• Work to be completed
Give the number of lines in the records below that contain the word "positive", and nothing more.

• Data to use
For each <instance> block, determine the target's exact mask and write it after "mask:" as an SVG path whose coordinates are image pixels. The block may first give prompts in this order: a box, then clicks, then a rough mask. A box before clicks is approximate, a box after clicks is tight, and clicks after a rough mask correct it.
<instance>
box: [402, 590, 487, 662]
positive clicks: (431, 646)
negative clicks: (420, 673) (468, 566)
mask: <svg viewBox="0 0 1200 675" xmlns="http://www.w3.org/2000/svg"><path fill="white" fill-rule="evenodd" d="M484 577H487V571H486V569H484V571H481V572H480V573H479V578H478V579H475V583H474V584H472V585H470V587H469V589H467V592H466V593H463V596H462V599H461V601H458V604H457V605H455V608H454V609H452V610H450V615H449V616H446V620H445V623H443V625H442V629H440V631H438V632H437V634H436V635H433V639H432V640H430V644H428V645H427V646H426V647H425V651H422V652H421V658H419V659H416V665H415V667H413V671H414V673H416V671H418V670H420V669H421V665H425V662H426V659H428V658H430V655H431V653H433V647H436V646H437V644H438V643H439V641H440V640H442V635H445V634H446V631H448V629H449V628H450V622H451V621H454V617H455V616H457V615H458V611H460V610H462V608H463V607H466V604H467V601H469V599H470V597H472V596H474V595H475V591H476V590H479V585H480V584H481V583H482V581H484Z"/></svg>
* * *
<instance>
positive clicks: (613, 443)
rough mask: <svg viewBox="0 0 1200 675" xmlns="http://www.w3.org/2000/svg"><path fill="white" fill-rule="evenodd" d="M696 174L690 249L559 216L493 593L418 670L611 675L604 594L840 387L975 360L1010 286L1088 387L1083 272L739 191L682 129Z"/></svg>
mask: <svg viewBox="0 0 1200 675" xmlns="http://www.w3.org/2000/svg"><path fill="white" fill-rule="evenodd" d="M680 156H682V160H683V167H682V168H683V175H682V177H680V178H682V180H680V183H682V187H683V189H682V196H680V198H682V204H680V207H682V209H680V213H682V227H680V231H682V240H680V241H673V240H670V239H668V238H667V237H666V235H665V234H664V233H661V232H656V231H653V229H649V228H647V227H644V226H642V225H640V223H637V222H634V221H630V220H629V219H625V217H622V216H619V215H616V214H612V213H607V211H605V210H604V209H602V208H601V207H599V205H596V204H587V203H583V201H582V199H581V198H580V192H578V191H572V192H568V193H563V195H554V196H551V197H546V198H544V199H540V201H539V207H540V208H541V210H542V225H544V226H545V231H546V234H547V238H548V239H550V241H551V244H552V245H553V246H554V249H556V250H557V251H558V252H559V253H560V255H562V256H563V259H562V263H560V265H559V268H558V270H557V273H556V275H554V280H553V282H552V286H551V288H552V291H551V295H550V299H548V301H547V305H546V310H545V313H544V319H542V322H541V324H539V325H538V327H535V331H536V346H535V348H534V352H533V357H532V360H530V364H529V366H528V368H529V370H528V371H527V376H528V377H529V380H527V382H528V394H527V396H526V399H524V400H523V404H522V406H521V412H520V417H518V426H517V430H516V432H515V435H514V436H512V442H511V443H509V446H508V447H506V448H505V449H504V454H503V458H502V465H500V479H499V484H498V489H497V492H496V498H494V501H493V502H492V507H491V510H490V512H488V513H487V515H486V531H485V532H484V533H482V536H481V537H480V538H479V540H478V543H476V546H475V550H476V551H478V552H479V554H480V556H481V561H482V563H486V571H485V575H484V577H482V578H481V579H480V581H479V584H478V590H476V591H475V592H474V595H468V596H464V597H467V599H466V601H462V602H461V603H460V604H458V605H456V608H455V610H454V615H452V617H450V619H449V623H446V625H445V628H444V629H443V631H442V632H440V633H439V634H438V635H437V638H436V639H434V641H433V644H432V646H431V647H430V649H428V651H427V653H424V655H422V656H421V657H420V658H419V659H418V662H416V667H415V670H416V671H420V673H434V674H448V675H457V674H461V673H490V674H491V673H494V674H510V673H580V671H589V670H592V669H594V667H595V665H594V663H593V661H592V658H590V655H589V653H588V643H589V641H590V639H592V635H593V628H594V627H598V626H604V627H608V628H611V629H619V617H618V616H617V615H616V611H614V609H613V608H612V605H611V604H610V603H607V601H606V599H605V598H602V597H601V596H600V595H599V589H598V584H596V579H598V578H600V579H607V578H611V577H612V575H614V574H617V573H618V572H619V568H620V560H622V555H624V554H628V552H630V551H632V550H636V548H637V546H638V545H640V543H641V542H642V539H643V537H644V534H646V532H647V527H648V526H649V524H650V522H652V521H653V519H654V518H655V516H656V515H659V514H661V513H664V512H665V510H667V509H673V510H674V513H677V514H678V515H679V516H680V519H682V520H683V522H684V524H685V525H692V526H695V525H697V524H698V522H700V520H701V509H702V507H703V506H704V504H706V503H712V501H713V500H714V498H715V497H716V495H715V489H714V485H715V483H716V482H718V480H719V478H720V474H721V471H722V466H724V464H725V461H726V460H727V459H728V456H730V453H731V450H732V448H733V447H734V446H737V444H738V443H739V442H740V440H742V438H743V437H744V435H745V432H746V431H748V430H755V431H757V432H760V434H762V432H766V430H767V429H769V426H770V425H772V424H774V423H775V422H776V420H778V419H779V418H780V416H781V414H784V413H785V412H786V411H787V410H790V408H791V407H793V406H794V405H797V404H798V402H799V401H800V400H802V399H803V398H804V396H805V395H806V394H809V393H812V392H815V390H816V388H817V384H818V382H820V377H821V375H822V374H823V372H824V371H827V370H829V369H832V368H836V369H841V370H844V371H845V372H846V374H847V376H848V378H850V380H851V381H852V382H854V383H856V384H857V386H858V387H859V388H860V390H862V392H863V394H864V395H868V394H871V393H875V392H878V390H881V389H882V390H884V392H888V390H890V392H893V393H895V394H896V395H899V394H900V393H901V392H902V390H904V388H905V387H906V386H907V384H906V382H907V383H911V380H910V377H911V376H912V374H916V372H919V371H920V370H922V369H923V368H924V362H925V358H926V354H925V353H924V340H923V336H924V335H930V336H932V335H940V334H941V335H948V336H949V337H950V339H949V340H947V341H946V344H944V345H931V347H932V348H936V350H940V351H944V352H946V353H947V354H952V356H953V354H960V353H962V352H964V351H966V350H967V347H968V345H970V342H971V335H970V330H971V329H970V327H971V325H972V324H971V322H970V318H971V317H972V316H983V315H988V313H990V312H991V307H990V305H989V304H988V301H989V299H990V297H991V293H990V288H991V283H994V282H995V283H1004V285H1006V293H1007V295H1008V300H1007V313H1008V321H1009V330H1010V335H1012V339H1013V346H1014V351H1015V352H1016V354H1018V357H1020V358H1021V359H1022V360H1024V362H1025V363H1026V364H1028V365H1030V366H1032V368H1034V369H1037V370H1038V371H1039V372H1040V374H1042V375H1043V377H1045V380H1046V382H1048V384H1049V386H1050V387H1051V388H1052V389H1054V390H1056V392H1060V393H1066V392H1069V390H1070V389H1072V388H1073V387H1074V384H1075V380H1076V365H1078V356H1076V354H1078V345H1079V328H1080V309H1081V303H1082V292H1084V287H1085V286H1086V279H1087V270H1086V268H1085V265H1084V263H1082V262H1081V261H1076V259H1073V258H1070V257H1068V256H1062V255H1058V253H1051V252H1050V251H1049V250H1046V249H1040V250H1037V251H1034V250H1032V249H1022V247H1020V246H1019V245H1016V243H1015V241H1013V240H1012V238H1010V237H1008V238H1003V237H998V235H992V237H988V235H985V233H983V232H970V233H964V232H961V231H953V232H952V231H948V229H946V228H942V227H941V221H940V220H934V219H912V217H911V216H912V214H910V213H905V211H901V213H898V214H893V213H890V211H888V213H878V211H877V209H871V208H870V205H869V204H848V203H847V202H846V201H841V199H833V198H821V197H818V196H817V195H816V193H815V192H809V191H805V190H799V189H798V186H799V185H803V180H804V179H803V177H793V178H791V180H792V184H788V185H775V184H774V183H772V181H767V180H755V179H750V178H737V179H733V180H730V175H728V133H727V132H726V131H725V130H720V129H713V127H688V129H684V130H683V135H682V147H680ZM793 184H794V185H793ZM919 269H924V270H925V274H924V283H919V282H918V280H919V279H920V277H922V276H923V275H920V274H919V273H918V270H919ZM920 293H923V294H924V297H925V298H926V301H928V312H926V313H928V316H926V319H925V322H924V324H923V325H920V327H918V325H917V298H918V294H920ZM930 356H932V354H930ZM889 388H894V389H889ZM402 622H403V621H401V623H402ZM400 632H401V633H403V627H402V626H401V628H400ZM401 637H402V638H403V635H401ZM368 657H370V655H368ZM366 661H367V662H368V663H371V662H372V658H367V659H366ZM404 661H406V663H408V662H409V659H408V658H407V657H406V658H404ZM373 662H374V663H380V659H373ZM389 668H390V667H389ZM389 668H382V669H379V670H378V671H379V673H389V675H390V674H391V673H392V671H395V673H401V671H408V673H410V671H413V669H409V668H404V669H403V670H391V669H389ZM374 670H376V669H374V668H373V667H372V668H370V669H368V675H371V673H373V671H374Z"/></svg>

• Your response
2